| What you should do |
Find the line containing "beige coat, which". Retype it and every line after it through the end of the entries, exactly as written, with nothing added.

+---+

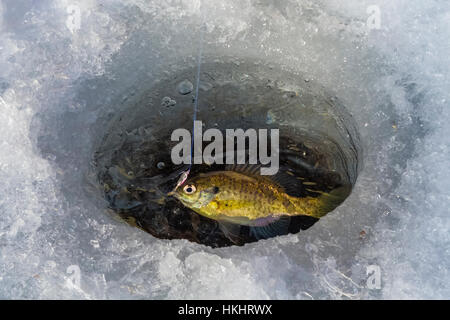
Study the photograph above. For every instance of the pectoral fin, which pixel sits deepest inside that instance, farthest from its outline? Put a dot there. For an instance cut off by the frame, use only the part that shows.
(266, 229)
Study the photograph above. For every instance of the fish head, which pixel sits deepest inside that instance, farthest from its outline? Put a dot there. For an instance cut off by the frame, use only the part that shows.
(196, 192)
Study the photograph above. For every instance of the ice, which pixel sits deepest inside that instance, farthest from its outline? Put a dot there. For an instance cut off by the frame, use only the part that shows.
(62, 76)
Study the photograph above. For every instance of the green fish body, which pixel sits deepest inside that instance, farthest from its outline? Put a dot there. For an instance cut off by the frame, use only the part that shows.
(245, 198)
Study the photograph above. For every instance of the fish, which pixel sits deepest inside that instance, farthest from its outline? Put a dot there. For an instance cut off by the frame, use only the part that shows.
(239, 196)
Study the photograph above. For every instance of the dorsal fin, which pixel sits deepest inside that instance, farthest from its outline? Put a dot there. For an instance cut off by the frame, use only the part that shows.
(253, 170)
(287, 183)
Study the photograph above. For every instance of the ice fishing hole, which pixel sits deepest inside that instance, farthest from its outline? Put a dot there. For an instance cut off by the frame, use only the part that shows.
(319, 143)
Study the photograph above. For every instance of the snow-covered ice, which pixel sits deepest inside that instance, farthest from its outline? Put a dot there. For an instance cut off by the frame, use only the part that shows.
(64, 64)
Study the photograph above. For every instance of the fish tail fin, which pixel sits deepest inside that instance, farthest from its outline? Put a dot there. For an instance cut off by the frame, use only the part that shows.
(318, 207)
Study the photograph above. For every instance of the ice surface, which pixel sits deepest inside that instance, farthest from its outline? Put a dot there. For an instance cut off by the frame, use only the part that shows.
(59, 80)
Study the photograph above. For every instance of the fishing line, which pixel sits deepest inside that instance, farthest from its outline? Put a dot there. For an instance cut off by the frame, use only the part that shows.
(185, 174)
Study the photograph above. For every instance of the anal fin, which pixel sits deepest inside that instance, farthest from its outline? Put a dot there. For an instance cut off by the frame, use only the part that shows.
(277, 228)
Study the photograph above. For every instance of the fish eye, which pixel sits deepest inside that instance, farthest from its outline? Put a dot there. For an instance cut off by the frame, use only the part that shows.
(189, 189)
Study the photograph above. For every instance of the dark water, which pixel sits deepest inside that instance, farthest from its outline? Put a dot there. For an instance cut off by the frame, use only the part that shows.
(318, 143)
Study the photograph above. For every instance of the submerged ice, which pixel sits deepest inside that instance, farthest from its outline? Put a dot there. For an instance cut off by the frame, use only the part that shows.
(66, 73)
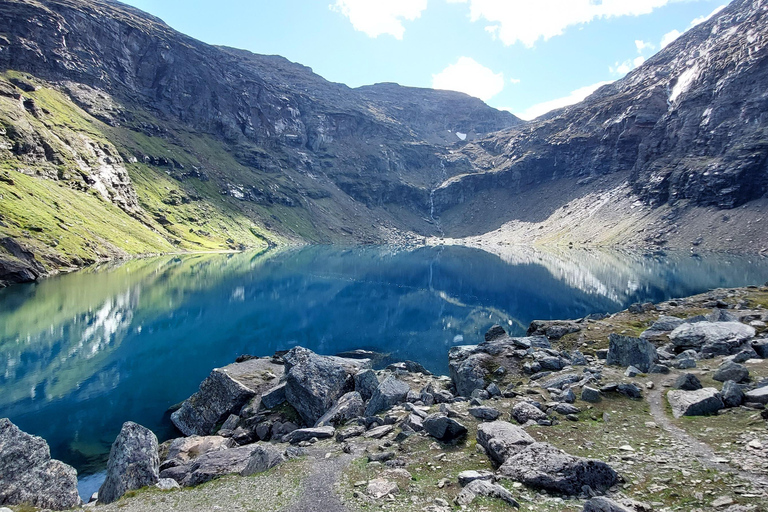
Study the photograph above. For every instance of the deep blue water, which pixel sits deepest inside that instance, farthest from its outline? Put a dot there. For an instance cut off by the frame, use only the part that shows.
(82, 353)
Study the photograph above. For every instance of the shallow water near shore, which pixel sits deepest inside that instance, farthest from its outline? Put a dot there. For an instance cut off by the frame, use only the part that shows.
(80, 354)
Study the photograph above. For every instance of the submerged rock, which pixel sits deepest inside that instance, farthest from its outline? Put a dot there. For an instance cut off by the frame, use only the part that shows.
(225, 392)
(133, 462)
(29, 476)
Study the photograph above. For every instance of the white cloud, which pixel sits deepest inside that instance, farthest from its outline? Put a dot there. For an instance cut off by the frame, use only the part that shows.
(528, 21)
(643, 45)
(377, 17)
(468, 76)
(573, 98)
(669, 37)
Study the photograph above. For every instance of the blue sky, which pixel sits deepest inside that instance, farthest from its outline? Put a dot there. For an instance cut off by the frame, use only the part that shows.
(525, 56)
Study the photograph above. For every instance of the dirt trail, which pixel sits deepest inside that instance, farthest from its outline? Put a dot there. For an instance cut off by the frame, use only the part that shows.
(696, 448)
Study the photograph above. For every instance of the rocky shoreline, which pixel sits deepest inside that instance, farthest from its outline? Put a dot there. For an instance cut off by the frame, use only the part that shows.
(503, 430)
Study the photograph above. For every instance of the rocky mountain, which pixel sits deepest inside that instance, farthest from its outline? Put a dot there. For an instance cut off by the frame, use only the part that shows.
(685, 131)
(120, 136)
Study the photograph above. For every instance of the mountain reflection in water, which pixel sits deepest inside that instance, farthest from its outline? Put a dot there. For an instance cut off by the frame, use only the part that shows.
(82, 353)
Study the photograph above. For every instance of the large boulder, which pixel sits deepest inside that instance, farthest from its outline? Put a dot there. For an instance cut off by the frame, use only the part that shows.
(441, 427)
(225, 392)
(542, 466)
(502, 439)
(209, 466)
(700, 402)
(348, 407)
(133, 462)
(485, 489)
(696, 336)
(314, 382)
(29, 476)
(390, 392)
(625, 351)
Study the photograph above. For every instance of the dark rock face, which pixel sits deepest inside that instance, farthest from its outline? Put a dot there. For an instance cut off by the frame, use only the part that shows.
(625, 351)
(133, 462)
(225, 392)
(28, 475)
(542, 466)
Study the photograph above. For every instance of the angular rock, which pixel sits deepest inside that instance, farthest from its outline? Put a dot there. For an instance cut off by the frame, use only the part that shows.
(29, 476)
(625, 351)
(694, 403)
(731, 371)
(133, 462)
(697, 335)
(732, 394)
(348, 407)
(485, 413)
(603, 504)
(502, 439)
(758, 396)
(305, 434)
(263, 457)
(366, 383)
(688, 382)
(441, 427)
(389, 393)
(542, 466)
(483, 488)
(313, 383)
(225, 392)
(523, 412)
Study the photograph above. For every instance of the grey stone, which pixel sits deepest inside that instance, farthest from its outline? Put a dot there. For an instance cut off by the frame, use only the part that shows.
(486, 489)
(732, 394)
(502, 439)
(688, 382)
(29, 476)
(466, 477)
(366, 383)
(263, 457)
(523, 412)
(694, 403)
(226, 391)
(731, 371)
(485, 413)
(305, 434)
(625, 351)
(133, 462)
(348, 407)
(590, 395)
(442, 427)
(389, 393)
(603, 504)
(758, 396)
(707, 333)
(542, 466)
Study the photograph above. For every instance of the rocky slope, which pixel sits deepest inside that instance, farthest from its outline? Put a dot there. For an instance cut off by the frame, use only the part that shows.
(685, 131)
(173, 144)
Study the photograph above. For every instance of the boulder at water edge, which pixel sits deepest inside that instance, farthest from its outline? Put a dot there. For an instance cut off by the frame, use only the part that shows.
(225, 392)
(28, 475)
(133, 462)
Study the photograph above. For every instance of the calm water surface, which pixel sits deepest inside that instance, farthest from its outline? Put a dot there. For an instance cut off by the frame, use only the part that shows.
(82, 353)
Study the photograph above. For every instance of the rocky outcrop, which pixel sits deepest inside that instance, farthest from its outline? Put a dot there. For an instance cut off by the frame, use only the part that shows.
(542, 466)
(225, 392)
(29, 476)
(133, 462)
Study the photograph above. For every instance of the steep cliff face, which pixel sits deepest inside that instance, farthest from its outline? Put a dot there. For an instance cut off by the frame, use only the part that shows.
(688, 129)
(203, 147)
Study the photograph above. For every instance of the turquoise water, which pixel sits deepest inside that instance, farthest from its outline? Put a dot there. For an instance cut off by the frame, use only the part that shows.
(82, 353)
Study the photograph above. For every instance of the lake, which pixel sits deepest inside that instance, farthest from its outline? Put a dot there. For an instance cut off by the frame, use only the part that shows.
(82, 353)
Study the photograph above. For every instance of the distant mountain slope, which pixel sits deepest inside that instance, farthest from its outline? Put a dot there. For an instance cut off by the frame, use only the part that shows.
(687, 131)
(150, 141)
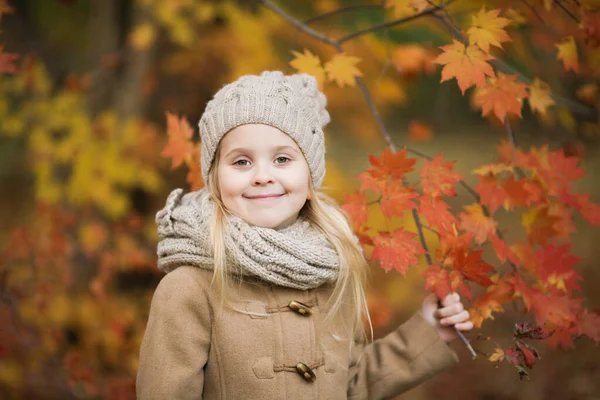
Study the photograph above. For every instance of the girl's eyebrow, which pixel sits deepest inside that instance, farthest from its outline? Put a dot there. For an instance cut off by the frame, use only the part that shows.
(274, 149)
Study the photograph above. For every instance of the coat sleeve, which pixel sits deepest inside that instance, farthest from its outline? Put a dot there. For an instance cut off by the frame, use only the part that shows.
(398, 362)
(176, 342)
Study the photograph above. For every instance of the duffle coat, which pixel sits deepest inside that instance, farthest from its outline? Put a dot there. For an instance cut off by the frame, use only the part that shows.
(276, 349)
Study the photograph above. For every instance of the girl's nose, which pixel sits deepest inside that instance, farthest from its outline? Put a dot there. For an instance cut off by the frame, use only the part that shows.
(262, 176)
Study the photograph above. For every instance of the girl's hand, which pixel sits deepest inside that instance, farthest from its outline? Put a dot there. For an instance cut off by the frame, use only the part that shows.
(444, 318)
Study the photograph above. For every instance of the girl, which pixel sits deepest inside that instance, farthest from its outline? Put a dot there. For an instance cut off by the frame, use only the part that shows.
(264, 293)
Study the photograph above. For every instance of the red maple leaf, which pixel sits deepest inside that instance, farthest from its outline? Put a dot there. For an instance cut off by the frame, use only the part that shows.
(502, 95)
(194, 176)
(476, 222)
(396, 199)
(581, 202)
(355, 206)
(457, 284)
(437, 280)
(397, 250)
(437, 177)
(589, 324)
(529, 353)
(473, 267)
(436, 212)
(490, 192)
(7, 60)
(503, 250)
(556, 269)
(179, 146)
(388, 165)
(521, 192)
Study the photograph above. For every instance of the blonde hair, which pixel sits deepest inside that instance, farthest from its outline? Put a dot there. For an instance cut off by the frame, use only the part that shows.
(322, 211)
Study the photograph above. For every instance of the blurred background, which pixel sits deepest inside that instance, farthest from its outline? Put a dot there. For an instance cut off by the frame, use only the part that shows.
(83, 124)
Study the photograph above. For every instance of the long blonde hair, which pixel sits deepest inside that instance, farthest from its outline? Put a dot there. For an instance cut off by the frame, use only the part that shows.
(322, 211)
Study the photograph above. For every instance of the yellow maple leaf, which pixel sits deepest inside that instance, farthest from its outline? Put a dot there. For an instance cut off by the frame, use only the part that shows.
(487, 29)
(309, 63)
(142, 36)
(402, 8)
(539, 97)
(497, 356)
(567, 52)
(342, 69)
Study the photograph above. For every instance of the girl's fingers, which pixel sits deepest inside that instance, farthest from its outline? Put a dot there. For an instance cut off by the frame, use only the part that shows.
(449, 311)
(456, 318)
(450, 299)
(464, 326)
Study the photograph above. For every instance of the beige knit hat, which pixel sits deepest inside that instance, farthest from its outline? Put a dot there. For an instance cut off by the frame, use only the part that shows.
(291, 103)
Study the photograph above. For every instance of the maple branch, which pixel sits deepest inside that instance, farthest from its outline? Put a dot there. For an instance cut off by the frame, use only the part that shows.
(340, 11)
(567, 11)
(532, 8)
(588, 113)
(298, 24)
(399, 21)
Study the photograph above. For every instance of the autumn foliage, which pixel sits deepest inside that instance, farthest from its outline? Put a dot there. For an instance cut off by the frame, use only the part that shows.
(76, 277)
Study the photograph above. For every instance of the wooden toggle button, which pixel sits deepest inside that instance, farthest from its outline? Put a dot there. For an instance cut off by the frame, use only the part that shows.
(300, 308)
(306, 372)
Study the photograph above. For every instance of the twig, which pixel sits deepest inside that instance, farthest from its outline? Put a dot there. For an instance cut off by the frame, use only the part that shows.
(340, 11)
(537, 14)
(395, 22)
(566, 10)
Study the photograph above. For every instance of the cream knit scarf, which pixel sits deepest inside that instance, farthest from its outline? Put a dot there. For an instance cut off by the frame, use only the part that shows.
(298, 256)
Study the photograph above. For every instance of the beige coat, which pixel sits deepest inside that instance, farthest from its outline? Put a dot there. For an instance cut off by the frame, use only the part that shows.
(194, 350)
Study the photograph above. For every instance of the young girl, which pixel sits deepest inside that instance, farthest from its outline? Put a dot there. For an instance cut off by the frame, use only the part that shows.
(264, 293)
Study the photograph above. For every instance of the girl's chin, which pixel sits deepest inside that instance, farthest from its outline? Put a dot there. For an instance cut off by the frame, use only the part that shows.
(271, 223)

+---+

| Written response |
Study the photograph above. For every instance of the beige coat, which pixel sits deepest inside that instance, farthest from its outline? Put a dot there. For an instance cut off by the frame, use only the part that shows.
(194, 350)
Study the photograph above. For every instance of the young girl, which pixel sits deepest inside that instance, farthest from its outline? Put a dot there. For an instance cut off by the frame, use only the part that shows.
(264, 293)
Study the photograph above. For every instance of the girl's chin, which pixel sits deepest inside that instance, farthest from its outline? Put a dot there. For an instance cut off by the frame, use only the part that shows.
(271, 223)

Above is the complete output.